### Material to process
______

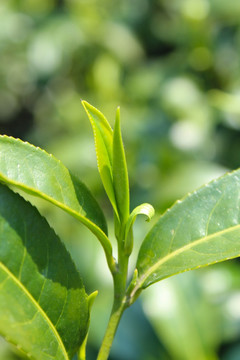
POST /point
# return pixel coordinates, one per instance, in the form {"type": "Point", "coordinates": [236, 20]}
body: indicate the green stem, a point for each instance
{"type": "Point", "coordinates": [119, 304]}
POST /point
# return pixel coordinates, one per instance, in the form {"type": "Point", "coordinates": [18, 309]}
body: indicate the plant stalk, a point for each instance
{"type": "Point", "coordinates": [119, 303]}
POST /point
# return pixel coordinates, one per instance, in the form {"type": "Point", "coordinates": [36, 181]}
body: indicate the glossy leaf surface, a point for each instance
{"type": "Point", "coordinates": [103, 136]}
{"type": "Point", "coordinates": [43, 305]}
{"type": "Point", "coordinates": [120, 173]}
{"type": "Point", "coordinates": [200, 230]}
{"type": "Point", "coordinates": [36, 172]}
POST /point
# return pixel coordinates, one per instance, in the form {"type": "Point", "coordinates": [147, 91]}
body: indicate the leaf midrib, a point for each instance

______

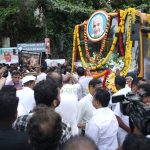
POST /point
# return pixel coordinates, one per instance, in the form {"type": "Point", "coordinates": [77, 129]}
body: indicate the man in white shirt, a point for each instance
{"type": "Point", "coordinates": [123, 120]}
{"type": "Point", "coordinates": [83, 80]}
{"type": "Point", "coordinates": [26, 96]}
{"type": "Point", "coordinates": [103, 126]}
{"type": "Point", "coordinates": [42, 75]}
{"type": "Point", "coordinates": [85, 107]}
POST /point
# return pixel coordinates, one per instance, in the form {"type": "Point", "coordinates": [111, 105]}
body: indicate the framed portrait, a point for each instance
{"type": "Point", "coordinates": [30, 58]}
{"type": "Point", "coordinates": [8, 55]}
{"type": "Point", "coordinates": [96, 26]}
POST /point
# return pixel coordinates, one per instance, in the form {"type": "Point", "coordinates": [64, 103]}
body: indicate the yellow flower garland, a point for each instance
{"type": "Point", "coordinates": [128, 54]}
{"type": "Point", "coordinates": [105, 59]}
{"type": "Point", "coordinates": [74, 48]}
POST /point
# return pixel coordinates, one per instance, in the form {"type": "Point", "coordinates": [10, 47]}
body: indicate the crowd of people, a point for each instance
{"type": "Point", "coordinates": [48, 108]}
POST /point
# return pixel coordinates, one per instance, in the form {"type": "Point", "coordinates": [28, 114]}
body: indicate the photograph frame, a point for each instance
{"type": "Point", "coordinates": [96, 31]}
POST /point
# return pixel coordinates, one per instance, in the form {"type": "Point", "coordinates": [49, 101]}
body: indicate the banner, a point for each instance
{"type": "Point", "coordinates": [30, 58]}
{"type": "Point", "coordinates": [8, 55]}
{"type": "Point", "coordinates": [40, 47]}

______

### Problem to work on
Please pick out every line in the items above that contains the string "leaf" and copy each one in full. Case counts.

### Problem solution
body: indicate the glossy leaf surface, a point for each instance
body: indicate the leaf midrib, a point for each instance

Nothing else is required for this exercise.